Data extract Start Marker

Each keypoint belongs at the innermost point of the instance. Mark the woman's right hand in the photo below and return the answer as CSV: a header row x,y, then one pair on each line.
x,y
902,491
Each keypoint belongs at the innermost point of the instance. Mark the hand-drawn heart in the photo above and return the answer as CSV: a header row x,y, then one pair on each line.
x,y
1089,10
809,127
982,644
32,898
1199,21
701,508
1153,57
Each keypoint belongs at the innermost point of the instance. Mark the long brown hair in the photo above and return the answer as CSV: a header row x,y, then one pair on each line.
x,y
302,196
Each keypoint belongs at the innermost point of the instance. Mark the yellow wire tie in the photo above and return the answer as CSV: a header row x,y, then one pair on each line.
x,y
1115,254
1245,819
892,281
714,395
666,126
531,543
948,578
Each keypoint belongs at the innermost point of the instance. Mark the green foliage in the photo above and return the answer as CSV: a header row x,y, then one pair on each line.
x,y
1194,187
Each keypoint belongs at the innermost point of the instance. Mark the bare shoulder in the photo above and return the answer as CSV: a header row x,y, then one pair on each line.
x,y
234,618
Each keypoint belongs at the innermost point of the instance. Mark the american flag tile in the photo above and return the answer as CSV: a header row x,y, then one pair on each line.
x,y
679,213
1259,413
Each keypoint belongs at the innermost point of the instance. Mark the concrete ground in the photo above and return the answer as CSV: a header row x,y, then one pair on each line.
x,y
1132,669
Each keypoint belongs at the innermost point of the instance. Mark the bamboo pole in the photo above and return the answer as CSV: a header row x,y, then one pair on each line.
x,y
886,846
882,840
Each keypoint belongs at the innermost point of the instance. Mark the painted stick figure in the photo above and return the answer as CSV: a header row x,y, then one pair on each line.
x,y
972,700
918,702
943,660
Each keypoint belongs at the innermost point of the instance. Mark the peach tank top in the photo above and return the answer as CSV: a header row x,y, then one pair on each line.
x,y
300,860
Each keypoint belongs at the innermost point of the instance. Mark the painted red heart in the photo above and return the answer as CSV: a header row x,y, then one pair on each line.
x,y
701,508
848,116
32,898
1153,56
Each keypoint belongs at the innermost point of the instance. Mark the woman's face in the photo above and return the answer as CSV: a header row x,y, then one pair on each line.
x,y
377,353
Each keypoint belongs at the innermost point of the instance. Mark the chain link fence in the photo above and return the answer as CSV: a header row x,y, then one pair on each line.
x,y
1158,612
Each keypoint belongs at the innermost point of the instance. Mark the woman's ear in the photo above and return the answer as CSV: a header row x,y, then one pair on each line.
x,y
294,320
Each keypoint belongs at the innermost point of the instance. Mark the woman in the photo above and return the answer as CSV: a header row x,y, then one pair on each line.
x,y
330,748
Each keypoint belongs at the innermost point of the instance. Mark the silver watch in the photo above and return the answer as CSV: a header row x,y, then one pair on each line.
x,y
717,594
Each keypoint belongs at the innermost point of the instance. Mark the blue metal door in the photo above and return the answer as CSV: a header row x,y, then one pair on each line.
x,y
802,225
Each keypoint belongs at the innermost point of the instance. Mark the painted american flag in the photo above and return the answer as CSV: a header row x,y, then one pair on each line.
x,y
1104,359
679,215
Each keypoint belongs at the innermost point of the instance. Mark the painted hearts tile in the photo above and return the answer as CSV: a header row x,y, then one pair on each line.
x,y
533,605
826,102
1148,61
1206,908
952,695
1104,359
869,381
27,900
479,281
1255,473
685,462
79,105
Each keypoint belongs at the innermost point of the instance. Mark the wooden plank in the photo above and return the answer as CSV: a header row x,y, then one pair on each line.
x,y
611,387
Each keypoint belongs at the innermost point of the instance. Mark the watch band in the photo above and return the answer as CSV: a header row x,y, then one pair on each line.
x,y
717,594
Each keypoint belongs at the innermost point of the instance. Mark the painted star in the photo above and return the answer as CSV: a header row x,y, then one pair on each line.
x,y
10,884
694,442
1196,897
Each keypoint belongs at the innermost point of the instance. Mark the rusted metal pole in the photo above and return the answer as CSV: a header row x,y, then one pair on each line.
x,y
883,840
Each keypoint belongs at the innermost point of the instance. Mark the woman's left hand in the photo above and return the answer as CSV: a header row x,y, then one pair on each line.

Data extract End Marker

# Exercise details
Reproduce all of the records precisely. No word may differ.

# Answer to the problem
Each keypoint belongs at the innermost point of the instance. Mark the woman's right hand in the photo below and return the answer as CSV: a header row x,y, then one pair on each line.
x,y
902,491
Each keypoint belongs at the innermost point of the instance. Mark the hand-drawn heart in the photo above and return the answer as CSV: a header row x,y, then one pair on each line.
x,y
1089,10
809,127
982,644
32,898
1199,21
701,508
1153,57
Each keypoint belongs at the innermost point of the instance. Mark the long brown hair in the photo above and return the answer as CSV: a header row x,y, then one pair on each line.
x,y
302,196
Each keypoint belongs at the innermost point of the instance. Mark the yellow wire tie in the photo above and return the answer as CSV: a header row x,y, then one pair on each line.
x,y
1115,254
1245,819
892,281
714,395
666,126
531,543
948,578
Each keypoint belongs at the innermost point of the instance. Mark the green foliage in the photo above and return the answer as CSV: a header row x,y, then one pair on each line.
x,y
1194,187
Each keypoint belongs at the innermost point of the instance. Mark the bare shoulder in the photo above and return the answer as CSV: a header row x,y, then one pair on each line.
x,y
234,618
Each keypoint belongs at the innermost point of the instance. Mark the american flag tile in the photo above and return the answer as CSV: a header row x,y, then one pair on each line.
x,y
679,213
1259,413
Each keypoint belongs at the innermost point of the instance. Mark the concrete ground in the photo above and return the answer as CSV: a header row x,y, then one pair on each line.
x,y
1132,669
Each keypoint belongs at the innermost point of the instance. Mark the bamboo pole in the photo above and return the answer as CSV: a header row x,y, then one pair on each line.
x,y
886,846
882,840
Each keypoint belongs at the innermost point of the instance. Mark the painted stick figure in the photo above and return the answer as CSV: a header row x,y, then one pair on each line.
x,y
972,700
918,702
943,660
Each keypoint belongs at the innermost point of the instance. Mark the peach tank top in the photo above and return the answer as CSV: a header row x,y, then one pair on each line.
x,y
300,860
Each keypoint belongs at the innermost point of the instance. Mark the painted red heart in the photo above and return the answer as CSV: a header row x,y, then one pair on each line.
x,y
701,508
848,116
32,898
1153,56
Each keypoint belongs at the innermost point of the instance. Mark the woman's face in the photo above and return the answer as CSV: a header row x,y, then one pair on each line.
x,y
377,353
Each keypoint belongs at the innermost point of the instance. Mark the chain link fence in the photo above and return the answer as CSV: a header row x,y, then one pair on each line.
x,y
1158,612
Each keypoint belongs at the innermost point of the instance. Mark the woman's ear in the photo above and return the answer as CSV: a header row x,y, then one pair on each line.
x,y
294,320
Each keypoint belongs at the innermost point of the instance. Mark the woman in the photo above and return the answer as CSV: a header row x,y, then one pair on each line.
x,y
330,748
Each keypoint belongs at the innermost point of the instance. Mark the silver watch in the photo above and return the answer as CSV: a header row x,y, then one pair on each line.
x,y
717,594
Each keypoint belongs at the innermost point of the instance. Mark the blue metal door in the photo above and return the answer as CSV: a header row x,y, then one pair on each line.
x,y
802,225
Each keypoint belongs at the innermost point of the instance. Mark the painted american flag in the photo above and return the answer as CSV: a header row x,y, then one pair on each line.
x,y
1104,359
679,215
Each keypoint belongs at the innermost point of the instance. Mark the painted hearts tile in the photo above and return the answer as CSV: a header row x,y, then one pair on each line.
x,y
533,605
826,102
1148,61
1206,908
952,695
1104,359
869,381
27,900
479,281
1255,473
685,462
79,105
Each keypoint belongs at the innermost point of the instance. Mark the wooden plank in the photo above and return the answer as CSV: a header row x,y, then one pair on each line.
x,y
611,387
Each keypoint belongs at the innermost point of the instance. Mark the watch band in the photo above and return the answer as CSV: a header row x,y, then one pair on each line.
x,y
717,594
Each keypoint belongs at the innermost point of the instance. Mark the painted star in the photo above and return the answer as CSV: a header row x,y, then one pair on each line.
x,y
10,884
694,442
1196,897
Each keypoint belongs at the innermost point of the instance. Mark the rusted metal pole in the photo above and return the answer as CSV: a header row x,y, then one pair on each line.
x,y
883,840
Each keypoint belongs at the innermost point of the instance. Mark the woman's left hand in the photo above and return the answer as CSV: a header row x,y, then one pair on each line.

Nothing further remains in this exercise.